__Passage shown__.
- - - -

We calculated the CRT, LRE and MT using different parameters –k (9/14/19/24/29) (Figure. 2) and performed Repeated Measurement Analysis of Variance Analysis to compare the results generated under different parameters. There were significant differences in CRT (F = 644.61, P < 0.0001), LRE (F = 17.99, P = 0.0057) and MT (F = 146.75, P < 0.0001) (Table S6). The significant differences of LRE were found between “-k 29” and the other values. The MT remarkably increased at “–k 9” and was significantly longer than all other tests. Moreover, “–k 14” consumed more running time than that of “-k 14” and “-k 29” (Table S7).
We evaluated the parameter –r (0.5/1/1.5/2/2.5) with the same method used to evaluate the parameter –k (Figure. 3). Significant differences were found in CRT (F = 392.45, P < 0.0001), LRE (F = 45.11, P = 0.0010) and MT (F = 9.19, P = 0.0002) (Table S8). A significant decrease in LRE was observed when the set values of “-r” were greater than 1.5. MT was significantly higher with “-r 0.5” than that of all other “-r” options. Similarly, there was a significant decrease in MT between “-r 1.0” and the other “-r” options (except “-r 0.5”), but no significant differences were found between other pairwise comparisons (Table S9).
3.3 Separation of endogenous DNA
The unique ancient DNA characteristics, especially the C-to-T and/or G-to-A changes at ends of DNA fragments help to improve the filtering of contaminated present-day DNA. Using these characteristics, we tried to decrease the homologous contamination rate to a very low level through screening of DNA fragments with C-to-T and G-to-A changes within the first or last “DetectRange” base pair at 3’ and/or 5’ ends (Figure. 4). The mean values of CRT and LRE are shown in the Table S10. No significant differences were found in CRT (F = 3.27, P = 0.1097) and LRE (F = 1.11, P= 0.3893) (Table S11).
We further tested the influence of parameter “DeamNum” on separating endogenous DNA. Significant differences were found in CRT (F = 26.01, P = 0.0011) and LRE (F = 24.03, P = 0.0152) (Table S12). We found that an increase of “DeamNum” could lower the CRT, but result in a higher LRE (Figure S3). We also calculated CRT and LRE to evaluate the influence of the parameter “DoubleOrSingle” on ancient DNA mapping (Figure. S4). Significant difference was found in the CRT (F = 44.97, P = 0.0068) but not in the LRE (F = 7.20, P = 0.0748) (Table S13). The result showed a nearly 10-fold decrease of CRT when screening the reads with C-to-T or G-to-A on single end (-DoubleOrSingle=or) compared to screening on both 3’ and 5’ ends (-DoubleOrSingle=and) (Table S10). The homologous contamination rate can be kept to an average of 0.92% by using the filtering strategy with “-DetectRange=15 -DeamNum=1 -DoubleOrSingle=or”.

- - - -

__Information__.
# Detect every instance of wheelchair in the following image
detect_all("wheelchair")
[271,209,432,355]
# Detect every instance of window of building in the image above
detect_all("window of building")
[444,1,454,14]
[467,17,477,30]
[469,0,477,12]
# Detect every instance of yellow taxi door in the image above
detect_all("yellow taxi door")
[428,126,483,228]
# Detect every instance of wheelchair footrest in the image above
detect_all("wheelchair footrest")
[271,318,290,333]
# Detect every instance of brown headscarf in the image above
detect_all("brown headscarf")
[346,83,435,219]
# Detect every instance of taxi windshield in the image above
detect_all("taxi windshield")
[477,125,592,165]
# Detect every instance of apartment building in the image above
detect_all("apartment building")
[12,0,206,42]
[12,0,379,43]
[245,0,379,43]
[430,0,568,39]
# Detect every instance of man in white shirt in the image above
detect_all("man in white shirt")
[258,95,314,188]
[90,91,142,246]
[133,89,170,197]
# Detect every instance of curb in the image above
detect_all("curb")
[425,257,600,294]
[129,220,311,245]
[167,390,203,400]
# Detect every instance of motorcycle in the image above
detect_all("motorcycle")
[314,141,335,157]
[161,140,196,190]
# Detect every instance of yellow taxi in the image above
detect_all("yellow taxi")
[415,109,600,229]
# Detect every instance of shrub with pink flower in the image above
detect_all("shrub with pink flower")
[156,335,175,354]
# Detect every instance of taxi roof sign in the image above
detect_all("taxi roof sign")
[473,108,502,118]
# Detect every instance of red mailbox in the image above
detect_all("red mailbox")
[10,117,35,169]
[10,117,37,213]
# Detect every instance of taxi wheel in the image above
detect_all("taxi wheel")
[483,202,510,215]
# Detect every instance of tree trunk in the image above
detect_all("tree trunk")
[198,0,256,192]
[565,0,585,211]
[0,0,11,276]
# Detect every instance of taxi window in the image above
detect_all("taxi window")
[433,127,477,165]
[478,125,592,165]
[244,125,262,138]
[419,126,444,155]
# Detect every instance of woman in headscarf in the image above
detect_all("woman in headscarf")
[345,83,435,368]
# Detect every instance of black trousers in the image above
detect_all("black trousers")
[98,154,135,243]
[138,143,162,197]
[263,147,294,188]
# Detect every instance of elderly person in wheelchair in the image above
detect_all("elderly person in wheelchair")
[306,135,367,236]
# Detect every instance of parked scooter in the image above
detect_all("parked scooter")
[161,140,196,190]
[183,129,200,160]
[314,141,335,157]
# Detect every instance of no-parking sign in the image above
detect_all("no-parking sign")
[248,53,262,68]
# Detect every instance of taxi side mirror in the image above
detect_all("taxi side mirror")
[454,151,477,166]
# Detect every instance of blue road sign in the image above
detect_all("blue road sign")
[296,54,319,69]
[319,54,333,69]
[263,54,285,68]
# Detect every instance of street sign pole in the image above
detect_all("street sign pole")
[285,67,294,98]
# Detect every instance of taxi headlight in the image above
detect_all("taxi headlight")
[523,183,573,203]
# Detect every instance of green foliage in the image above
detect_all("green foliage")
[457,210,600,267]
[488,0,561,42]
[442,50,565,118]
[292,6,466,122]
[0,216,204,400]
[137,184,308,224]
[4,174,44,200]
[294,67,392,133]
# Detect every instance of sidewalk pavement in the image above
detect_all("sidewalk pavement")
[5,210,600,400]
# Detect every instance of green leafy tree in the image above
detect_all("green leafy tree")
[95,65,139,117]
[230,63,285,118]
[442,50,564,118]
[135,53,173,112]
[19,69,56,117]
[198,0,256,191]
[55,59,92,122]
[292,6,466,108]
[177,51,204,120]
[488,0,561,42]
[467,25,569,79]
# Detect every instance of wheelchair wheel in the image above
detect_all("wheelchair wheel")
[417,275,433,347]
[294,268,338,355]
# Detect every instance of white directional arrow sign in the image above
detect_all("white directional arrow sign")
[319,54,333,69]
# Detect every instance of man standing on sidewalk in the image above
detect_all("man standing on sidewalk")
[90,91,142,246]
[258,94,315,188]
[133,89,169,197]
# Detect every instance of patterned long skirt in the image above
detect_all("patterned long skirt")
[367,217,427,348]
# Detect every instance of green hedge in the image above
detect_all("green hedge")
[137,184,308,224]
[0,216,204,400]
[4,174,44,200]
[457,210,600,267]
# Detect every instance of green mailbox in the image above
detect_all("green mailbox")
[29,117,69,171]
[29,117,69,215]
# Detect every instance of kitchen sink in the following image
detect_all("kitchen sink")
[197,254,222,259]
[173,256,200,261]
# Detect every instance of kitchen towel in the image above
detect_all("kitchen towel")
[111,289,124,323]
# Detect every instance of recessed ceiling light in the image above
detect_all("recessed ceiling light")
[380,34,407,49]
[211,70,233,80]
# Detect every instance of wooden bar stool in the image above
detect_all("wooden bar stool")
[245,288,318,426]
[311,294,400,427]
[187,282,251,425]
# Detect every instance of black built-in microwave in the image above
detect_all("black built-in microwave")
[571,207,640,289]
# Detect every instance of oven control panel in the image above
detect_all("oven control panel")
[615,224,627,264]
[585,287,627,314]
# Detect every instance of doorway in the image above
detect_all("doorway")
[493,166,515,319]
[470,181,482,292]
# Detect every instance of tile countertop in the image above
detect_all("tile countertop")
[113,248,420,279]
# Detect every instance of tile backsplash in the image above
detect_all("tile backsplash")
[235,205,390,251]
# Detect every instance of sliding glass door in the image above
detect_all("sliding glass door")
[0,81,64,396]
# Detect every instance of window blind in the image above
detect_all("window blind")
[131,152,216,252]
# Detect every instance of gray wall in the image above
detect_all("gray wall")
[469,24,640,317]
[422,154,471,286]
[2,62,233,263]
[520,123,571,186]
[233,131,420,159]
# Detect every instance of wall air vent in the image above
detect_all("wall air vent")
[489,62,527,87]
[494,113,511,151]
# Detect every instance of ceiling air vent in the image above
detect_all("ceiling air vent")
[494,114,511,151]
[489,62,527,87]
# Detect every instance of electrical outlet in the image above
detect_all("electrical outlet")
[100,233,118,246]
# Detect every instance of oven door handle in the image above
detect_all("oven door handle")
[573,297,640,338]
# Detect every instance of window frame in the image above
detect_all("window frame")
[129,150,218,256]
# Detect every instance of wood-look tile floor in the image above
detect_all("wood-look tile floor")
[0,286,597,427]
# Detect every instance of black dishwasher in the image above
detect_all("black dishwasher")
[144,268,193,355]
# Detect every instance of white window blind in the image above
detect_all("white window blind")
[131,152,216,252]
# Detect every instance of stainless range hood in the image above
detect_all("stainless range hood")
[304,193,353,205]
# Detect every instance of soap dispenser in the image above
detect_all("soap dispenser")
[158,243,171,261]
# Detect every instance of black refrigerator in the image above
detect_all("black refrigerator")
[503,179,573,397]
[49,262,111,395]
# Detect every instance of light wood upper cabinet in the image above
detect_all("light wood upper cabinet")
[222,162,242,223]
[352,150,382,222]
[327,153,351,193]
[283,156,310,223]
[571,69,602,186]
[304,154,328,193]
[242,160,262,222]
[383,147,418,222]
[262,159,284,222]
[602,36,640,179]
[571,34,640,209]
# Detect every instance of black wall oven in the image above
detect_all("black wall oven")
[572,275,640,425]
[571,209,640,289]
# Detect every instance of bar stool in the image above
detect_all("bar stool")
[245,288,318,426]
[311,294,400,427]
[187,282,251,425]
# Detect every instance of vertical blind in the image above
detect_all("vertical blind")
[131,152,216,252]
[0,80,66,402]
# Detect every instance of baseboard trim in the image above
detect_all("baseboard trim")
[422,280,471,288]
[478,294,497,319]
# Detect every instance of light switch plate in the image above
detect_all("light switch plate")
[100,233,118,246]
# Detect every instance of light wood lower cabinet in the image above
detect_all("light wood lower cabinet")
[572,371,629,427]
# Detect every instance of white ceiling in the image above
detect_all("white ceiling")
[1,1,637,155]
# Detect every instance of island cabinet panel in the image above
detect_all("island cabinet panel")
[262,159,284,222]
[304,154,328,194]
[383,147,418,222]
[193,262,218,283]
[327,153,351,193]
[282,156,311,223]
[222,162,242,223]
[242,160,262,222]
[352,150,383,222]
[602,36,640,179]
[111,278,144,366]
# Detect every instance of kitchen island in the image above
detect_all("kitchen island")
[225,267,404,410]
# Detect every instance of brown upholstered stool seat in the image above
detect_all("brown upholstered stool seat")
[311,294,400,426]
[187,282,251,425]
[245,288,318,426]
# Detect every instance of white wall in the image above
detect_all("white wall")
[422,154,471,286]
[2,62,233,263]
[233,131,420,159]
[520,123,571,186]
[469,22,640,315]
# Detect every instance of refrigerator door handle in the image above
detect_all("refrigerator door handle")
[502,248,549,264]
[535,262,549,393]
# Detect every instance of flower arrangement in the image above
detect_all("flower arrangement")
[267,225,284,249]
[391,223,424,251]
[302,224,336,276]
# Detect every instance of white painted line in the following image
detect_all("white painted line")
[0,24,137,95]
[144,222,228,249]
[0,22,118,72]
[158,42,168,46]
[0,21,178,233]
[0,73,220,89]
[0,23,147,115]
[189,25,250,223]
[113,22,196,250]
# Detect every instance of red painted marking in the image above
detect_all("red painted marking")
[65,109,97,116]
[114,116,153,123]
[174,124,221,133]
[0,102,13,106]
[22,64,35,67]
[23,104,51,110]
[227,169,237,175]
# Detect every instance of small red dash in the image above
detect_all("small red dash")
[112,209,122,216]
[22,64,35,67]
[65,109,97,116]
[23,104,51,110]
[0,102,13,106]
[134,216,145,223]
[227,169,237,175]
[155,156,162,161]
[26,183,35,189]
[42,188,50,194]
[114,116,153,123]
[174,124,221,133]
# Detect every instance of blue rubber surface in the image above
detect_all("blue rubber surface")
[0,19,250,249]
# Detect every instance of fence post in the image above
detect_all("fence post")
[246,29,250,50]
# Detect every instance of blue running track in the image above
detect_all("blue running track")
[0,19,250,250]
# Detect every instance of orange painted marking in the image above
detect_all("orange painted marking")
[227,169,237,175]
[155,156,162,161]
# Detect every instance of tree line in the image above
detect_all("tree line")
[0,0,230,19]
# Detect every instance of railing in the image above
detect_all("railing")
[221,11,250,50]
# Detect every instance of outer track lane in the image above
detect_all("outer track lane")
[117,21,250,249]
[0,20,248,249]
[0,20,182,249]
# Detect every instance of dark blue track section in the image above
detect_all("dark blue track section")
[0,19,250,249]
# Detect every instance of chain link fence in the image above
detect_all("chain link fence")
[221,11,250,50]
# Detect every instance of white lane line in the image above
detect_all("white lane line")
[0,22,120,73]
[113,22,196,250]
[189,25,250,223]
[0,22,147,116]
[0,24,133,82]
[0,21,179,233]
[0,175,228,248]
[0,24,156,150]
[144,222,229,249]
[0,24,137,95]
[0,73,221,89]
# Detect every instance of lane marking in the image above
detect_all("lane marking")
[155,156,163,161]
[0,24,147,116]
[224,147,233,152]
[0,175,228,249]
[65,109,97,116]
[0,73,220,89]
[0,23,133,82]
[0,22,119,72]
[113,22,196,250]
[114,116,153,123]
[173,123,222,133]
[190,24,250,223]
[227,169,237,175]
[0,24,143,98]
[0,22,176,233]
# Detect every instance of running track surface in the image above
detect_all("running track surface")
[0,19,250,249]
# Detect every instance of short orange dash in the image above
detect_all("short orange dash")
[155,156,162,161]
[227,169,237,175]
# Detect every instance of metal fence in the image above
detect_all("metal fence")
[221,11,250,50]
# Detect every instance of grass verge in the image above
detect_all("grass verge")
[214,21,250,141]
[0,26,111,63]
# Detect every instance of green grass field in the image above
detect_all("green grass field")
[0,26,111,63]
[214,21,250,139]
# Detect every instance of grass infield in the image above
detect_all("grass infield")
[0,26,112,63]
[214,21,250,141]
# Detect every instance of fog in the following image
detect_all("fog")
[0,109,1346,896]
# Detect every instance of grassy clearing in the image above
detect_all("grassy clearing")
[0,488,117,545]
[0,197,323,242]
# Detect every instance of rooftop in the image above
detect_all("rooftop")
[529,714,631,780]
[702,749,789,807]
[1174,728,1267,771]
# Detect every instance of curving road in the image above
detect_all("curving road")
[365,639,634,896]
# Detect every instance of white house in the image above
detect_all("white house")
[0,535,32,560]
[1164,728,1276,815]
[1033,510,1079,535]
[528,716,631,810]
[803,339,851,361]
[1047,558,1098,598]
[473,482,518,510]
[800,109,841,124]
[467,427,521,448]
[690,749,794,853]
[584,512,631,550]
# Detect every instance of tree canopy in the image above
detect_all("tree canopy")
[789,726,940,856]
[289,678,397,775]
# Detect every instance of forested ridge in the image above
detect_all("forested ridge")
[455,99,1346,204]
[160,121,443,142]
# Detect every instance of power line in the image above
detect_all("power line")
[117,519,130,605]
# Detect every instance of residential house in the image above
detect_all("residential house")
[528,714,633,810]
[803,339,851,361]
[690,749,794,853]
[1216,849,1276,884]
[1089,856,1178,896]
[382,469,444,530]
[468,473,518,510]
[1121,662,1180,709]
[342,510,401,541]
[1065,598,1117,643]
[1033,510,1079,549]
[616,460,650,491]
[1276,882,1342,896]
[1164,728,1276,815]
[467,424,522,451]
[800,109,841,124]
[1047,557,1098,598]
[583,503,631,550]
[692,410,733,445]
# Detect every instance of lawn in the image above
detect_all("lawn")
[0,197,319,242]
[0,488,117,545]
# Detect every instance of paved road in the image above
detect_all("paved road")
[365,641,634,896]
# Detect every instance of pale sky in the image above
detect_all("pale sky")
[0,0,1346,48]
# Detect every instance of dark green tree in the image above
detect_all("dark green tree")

- - - -

Reproduce the passage on ancient DNA mapping parameters verbatim, starting with "3.3 Separation of" and going on through "0.3893) (Table S11).".

__Answer box__.
3.3 Separation of endogenous DNA
The unique ancient DNA characteristics, especially the C-to-T and/or G-to-A changes at ends of DNA fragments help to improve the filtering of contaminated present-day DNA. Using these characteristics, we tried to decrease the homologous contamination rate to a very low level through screening of DNA fragments with C-to-T and G-to-A changes within the first or last “DetectRange” base pair at 3’ and/or 5’ ends (Figure. 4). The mean values of CRT and LRE are shown in the Table S10. No significant differences were found in CRT (F = 3.27, P = 0.1097) and LRE (F = 1.11, P= 0.3893) (Table S11).